%%
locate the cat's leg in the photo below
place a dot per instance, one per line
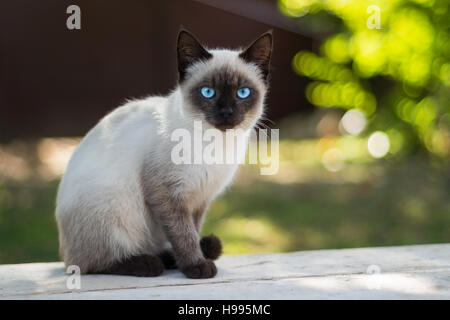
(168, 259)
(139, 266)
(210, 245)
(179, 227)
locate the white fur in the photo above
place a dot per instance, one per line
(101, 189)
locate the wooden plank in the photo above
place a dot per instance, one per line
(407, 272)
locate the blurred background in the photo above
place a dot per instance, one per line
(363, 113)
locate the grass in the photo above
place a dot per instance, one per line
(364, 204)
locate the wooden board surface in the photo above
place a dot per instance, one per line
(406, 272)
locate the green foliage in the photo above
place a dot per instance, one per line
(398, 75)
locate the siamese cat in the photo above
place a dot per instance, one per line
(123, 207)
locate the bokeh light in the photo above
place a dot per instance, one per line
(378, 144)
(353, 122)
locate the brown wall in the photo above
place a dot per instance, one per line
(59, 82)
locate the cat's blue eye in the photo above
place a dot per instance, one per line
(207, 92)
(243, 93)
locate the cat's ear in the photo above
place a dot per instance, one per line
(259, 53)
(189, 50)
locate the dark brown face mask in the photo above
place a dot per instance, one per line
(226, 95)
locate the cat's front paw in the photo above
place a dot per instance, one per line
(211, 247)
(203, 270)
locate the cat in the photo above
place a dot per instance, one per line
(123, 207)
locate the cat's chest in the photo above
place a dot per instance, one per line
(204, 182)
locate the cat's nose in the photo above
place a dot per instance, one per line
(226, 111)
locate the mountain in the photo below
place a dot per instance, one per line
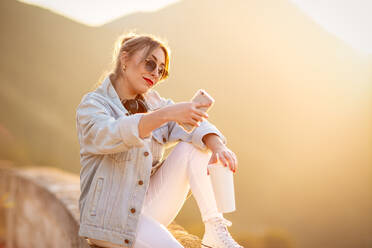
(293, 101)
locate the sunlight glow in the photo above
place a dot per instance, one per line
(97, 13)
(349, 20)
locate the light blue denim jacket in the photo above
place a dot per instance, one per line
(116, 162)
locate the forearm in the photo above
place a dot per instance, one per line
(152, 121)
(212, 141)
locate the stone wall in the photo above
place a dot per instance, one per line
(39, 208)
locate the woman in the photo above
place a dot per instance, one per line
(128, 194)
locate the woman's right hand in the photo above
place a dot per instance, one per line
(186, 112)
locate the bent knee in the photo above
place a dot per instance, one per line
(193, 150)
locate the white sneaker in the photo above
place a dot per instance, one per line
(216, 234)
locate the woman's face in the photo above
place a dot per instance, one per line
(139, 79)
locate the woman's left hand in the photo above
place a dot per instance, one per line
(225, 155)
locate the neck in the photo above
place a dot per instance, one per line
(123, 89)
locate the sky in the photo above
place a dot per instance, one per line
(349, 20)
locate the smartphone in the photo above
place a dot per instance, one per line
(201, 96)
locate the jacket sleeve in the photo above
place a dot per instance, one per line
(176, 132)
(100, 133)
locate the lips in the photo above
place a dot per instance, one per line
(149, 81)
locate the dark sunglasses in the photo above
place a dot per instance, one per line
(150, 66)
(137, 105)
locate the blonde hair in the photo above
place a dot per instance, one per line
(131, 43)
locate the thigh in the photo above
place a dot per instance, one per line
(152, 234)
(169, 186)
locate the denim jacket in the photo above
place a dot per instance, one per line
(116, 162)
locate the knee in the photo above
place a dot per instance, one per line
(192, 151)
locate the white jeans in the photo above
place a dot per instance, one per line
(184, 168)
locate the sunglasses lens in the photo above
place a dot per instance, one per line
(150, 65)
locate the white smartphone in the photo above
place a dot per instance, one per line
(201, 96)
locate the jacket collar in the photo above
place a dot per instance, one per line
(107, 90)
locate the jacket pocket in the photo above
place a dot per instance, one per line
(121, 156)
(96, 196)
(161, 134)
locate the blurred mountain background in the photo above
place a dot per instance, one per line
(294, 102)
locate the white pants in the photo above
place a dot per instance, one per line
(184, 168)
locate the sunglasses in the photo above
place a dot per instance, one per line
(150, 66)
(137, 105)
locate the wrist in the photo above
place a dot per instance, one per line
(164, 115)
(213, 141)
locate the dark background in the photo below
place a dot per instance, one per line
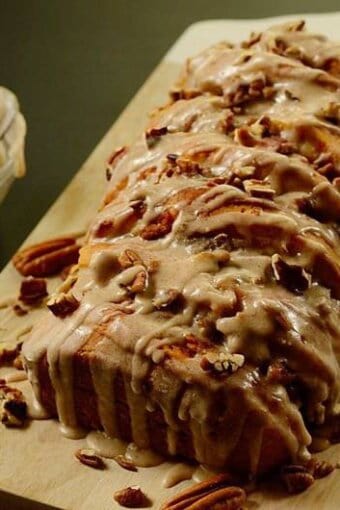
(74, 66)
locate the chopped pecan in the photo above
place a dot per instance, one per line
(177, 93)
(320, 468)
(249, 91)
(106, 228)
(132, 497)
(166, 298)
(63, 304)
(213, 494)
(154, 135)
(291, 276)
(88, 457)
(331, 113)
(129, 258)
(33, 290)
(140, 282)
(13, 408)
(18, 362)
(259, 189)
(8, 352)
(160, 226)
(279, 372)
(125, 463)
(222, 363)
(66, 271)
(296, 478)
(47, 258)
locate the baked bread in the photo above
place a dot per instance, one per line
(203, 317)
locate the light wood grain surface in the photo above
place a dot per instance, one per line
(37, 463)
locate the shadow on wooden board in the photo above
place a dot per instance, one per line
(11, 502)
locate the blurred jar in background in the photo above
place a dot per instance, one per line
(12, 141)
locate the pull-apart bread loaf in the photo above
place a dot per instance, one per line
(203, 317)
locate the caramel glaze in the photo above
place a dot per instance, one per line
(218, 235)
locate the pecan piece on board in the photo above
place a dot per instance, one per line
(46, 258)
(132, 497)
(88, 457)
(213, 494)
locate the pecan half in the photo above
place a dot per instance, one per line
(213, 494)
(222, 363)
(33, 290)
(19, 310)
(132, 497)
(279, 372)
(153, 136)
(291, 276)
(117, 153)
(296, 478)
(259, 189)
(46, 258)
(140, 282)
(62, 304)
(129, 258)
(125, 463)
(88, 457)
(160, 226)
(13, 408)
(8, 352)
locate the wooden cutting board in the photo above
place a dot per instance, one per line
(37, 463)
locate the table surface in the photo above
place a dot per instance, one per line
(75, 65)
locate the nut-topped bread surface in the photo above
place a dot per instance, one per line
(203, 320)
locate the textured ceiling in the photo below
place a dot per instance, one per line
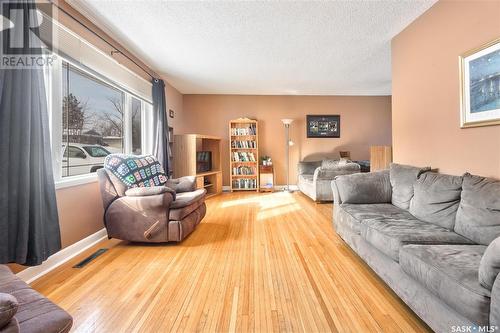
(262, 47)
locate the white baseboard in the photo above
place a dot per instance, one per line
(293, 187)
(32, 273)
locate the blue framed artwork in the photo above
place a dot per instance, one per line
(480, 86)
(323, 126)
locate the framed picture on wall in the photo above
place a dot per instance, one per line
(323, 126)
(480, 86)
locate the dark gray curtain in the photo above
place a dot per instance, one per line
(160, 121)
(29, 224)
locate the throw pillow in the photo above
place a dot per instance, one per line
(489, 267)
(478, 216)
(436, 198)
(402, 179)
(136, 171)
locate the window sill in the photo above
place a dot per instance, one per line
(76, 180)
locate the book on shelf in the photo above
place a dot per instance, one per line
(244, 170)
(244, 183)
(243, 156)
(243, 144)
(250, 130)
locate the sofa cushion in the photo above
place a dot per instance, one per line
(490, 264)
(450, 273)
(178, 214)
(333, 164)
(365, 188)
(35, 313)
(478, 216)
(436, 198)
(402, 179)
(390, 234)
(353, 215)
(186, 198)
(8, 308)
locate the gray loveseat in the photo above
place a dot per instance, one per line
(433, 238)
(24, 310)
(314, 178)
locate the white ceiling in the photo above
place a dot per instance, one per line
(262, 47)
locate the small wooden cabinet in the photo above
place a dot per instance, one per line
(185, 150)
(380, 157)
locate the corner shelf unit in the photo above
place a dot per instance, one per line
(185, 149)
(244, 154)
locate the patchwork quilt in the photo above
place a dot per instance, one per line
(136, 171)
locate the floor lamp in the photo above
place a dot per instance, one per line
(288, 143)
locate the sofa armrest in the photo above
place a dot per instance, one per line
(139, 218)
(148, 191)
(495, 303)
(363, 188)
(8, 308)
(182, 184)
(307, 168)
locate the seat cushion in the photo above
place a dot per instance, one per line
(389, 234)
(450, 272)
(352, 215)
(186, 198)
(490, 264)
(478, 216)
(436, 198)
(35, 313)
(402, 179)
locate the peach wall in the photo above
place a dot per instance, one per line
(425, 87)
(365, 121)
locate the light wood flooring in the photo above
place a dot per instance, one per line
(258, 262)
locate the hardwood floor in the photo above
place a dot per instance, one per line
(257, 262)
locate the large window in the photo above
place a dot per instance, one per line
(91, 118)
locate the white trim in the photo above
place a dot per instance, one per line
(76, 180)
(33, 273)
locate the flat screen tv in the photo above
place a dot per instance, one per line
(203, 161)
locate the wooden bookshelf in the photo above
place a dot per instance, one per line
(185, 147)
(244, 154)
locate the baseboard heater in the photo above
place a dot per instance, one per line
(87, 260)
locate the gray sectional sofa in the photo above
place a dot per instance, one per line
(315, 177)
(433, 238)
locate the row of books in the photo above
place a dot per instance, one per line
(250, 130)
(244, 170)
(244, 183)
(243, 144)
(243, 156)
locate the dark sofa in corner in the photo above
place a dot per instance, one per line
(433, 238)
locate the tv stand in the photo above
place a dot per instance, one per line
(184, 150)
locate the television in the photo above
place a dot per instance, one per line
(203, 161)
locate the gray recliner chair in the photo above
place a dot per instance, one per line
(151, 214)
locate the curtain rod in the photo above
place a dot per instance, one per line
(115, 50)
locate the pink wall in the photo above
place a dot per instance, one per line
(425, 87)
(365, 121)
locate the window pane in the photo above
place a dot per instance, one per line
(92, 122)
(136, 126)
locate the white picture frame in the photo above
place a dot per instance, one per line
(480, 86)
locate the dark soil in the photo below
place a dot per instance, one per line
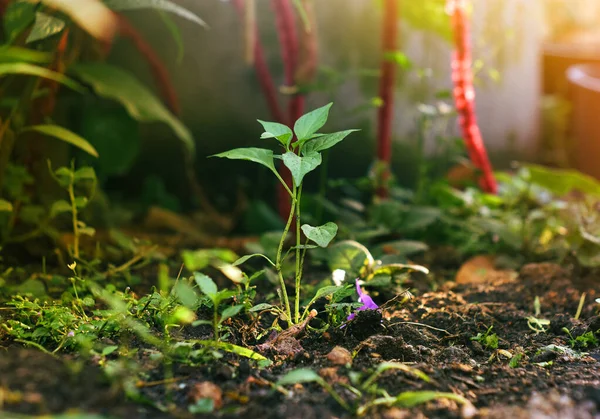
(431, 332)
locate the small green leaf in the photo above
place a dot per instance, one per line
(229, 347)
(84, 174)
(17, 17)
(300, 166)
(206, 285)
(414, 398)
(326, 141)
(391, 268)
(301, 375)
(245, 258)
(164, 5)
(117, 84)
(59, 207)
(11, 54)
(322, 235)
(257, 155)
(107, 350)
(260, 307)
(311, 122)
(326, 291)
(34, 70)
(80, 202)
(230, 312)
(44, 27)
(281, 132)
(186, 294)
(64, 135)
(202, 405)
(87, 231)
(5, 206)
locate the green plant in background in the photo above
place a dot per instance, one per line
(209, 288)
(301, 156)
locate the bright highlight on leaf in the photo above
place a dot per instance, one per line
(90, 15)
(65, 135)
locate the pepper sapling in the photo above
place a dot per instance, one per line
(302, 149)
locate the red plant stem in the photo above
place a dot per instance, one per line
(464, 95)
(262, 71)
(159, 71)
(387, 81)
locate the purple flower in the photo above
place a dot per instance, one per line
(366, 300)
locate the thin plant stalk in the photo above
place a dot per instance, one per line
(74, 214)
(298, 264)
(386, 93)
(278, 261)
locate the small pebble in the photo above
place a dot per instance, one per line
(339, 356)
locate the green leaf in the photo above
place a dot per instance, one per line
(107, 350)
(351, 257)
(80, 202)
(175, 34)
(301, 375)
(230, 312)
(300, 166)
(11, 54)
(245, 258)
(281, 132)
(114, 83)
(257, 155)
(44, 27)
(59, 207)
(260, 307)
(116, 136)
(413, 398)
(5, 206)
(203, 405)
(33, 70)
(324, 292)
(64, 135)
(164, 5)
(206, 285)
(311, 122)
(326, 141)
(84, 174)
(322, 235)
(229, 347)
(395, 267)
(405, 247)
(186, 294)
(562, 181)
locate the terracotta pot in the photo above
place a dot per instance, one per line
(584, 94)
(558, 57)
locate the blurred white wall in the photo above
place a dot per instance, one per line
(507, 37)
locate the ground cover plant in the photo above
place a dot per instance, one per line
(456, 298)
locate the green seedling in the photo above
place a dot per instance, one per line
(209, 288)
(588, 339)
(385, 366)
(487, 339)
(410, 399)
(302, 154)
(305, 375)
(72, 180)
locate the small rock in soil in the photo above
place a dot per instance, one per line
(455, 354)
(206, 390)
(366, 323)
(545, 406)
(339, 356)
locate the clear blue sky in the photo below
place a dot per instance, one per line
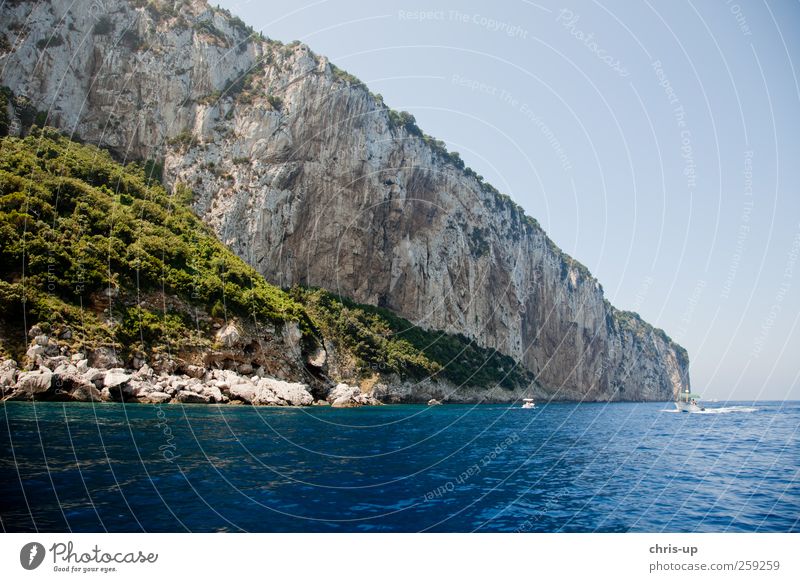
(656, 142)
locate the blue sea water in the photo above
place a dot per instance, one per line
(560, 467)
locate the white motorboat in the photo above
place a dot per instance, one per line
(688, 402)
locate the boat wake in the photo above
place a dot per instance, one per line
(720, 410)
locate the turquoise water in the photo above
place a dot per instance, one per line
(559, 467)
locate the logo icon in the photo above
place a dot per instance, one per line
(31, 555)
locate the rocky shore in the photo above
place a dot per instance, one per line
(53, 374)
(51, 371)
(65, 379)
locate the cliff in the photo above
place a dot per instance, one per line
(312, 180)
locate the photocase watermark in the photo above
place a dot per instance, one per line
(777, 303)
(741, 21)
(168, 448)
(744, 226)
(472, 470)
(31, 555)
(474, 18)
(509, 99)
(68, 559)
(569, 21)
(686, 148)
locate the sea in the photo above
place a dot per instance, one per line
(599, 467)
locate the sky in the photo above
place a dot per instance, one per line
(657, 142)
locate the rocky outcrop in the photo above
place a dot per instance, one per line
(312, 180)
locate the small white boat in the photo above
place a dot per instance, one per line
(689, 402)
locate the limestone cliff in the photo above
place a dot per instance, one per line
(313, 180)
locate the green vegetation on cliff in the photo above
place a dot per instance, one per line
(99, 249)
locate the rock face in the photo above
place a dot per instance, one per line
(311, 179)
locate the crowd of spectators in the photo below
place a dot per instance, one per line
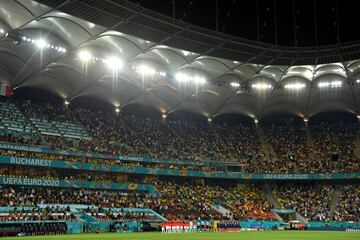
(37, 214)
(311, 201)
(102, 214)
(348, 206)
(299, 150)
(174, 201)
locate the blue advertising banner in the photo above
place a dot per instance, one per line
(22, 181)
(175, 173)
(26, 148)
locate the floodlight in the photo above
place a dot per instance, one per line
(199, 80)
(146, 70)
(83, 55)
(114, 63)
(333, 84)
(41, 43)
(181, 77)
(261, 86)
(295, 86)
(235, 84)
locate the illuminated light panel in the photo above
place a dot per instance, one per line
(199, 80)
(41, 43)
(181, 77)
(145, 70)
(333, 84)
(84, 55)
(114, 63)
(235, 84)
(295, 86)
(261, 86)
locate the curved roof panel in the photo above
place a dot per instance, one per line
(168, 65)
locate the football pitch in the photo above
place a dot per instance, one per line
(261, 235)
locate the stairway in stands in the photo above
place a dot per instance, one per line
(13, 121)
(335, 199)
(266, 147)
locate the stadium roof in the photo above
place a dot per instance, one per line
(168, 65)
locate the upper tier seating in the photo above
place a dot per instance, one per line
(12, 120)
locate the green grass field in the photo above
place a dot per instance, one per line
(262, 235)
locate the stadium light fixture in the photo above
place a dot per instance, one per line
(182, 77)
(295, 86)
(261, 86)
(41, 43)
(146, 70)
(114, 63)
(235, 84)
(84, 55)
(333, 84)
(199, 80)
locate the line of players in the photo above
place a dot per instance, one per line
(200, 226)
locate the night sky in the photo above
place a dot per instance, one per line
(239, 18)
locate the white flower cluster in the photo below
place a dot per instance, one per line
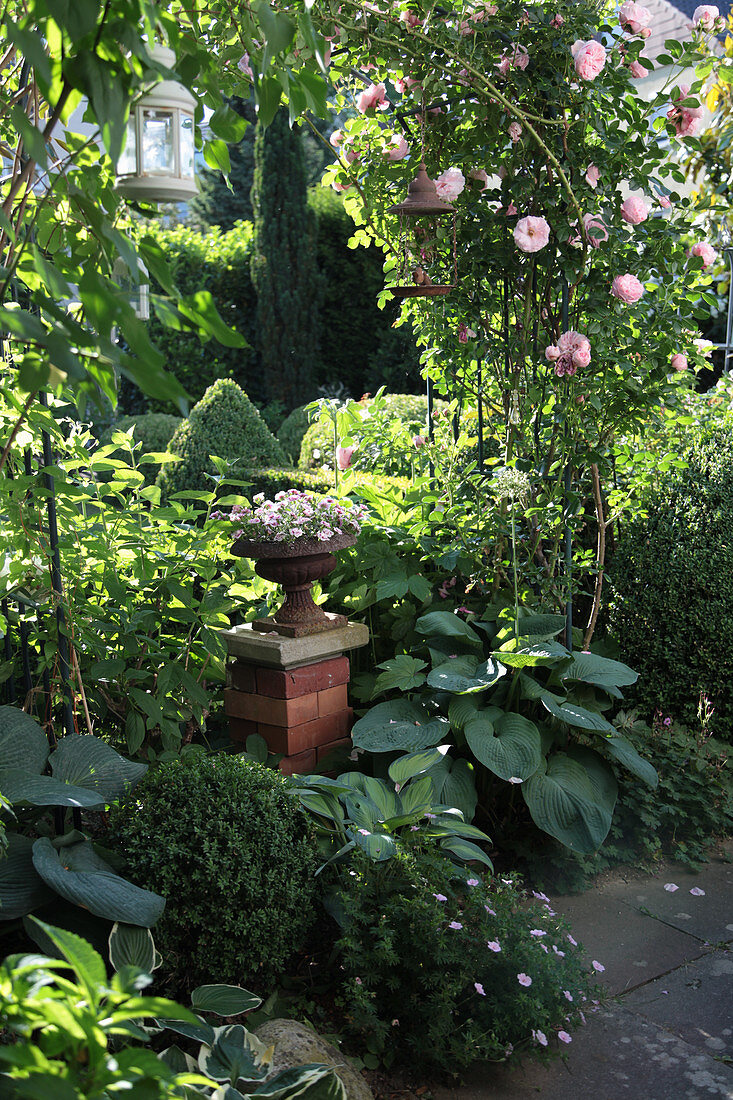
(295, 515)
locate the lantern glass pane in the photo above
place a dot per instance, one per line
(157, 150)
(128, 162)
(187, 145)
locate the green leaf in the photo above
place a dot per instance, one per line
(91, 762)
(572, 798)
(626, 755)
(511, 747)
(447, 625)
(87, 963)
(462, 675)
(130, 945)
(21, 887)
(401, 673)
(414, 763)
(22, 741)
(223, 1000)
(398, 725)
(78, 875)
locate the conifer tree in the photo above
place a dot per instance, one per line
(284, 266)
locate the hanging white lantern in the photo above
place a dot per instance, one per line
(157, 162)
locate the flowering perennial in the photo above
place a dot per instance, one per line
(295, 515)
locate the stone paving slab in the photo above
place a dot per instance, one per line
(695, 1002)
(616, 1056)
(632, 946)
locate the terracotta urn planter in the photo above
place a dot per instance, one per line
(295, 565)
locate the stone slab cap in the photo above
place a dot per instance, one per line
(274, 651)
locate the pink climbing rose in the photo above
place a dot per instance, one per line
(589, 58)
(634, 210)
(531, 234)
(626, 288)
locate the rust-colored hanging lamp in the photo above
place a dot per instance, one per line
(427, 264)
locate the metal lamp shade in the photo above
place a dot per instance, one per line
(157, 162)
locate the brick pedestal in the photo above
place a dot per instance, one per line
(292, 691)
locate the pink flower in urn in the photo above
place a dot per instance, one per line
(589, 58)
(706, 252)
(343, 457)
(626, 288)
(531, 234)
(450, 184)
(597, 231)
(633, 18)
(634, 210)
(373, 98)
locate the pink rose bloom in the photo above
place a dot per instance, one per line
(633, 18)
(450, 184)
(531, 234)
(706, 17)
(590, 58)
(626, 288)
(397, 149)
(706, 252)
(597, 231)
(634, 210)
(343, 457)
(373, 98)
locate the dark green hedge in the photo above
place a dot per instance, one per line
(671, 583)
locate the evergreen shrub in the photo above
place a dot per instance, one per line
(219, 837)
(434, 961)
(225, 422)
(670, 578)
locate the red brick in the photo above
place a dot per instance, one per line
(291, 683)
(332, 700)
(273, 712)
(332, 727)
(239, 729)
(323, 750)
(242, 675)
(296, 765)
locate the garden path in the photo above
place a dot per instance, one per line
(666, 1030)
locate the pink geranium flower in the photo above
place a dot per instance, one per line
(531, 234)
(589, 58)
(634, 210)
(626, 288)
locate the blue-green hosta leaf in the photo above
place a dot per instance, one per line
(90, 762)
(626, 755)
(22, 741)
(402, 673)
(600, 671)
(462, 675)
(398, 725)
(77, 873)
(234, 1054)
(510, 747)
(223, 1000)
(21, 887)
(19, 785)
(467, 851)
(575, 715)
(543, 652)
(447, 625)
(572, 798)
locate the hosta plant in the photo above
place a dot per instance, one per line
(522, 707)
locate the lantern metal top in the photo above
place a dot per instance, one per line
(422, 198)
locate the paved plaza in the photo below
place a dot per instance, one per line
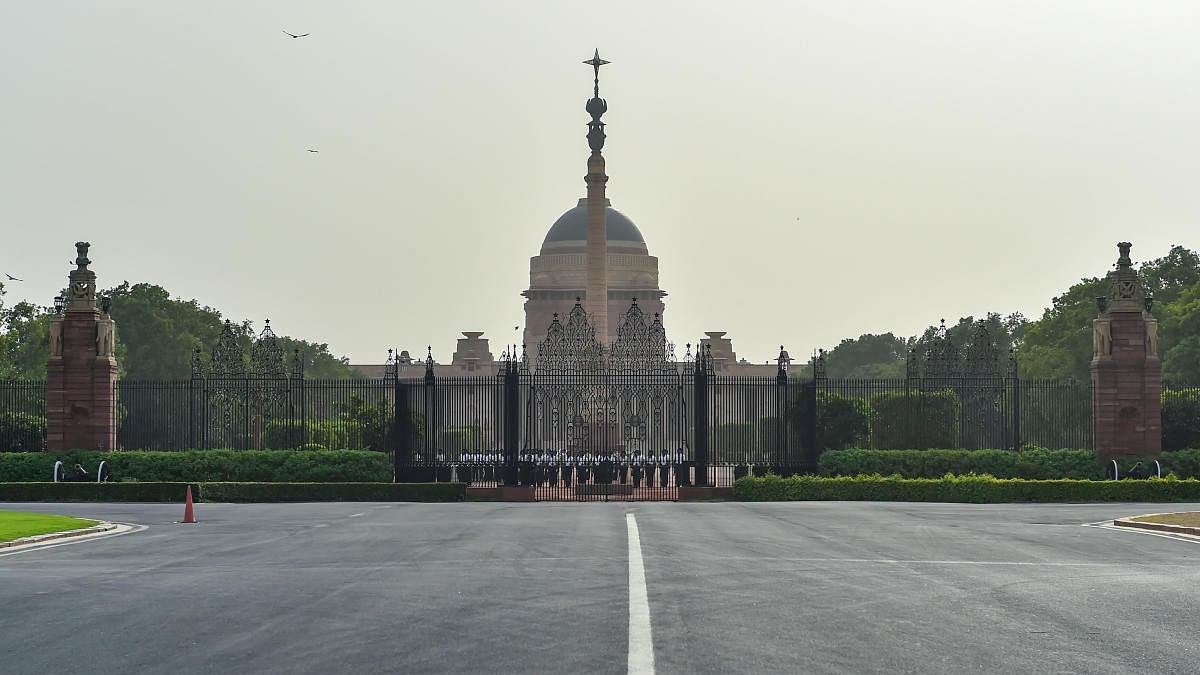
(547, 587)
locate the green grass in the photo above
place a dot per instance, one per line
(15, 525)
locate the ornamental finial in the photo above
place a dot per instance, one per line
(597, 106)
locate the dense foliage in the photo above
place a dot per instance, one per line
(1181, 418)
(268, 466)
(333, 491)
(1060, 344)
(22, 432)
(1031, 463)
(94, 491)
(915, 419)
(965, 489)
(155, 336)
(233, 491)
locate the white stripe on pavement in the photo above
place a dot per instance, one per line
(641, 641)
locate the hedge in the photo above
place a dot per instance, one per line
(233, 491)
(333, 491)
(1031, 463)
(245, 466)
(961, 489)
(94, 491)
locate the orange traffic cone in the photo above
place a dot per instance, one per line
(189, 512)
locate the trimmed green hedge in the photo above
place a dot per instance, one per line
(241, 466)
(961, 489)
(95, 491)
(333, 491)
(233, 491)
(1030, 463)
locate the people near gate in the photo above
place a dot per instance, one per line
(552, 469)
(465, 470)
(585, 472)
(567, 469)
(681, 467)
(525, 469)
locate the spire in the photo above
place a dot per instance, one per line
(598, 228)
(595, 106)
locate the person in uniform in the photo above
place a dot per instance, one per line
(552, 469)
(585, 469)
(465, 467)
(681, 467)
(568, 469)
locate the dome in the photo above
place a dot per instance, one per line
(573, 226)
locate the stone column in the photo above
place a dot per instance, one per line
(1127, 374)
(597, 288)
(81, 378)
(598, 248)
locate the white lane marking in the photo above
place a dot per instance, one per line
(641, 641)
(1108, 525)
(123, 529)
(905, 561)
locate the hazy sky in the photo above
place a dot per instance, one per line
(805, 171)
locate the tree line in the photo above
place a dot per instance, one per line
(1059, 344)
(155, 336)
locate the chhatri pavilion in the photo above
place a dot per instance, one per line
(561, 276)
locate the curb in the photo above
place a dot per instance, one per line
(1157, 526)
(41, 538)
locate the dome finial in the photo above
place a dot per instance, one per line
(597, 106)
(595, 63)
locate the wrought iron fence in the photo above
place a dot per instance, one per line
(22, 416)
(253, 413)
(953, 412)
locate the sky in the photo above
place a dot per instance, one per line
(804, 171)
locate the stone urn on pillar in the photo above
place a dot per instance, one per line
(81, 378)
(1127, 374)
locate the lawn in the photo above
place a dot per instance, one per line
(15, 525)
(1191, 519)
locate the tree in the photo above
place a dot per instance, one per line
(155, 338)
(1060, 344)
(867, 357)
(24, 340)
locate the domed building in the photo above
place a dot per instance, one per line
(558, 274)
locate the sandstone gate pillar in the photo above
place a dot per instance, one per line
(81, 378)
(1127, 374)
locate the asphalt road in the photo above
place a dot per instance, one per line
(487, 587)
%%
• **What the exercise asks**
Update the data from the line containing "locate the wrought" through the end, replacing "asphalt road" with "paved road" and leaving everything else unchanged.

• **Task response**
locate the wrought iron fence in the photo above
place a dot per instance, one per line
(22, 416)
(253, 413)
(953, 412)
locate the sky in the photo above
place a dot per instance, one per line
(804, 171)
locate the stone urn on pillar in the photo above
place a dot per instance, one per line
(81, 378)
(1127, 374)
locate the lawn in the photo above
place a dot per instance, one per line
(15, 525)
(1191, 519)
locate the tree in the photo above
place a dot per instance, one per line
(155, 338)
(1060, 344)
(867, 357)
(24, 340)
locate the domed building in the photo above
place a dot per instance, one per line
(558, 274)
locate the sandstone gate pillar in the photo above
place a dot per instance, one per line
(81, 378)
(1127, 374)
locate the paved road in the photo above
place a dot per instance, one per line
(487, 587)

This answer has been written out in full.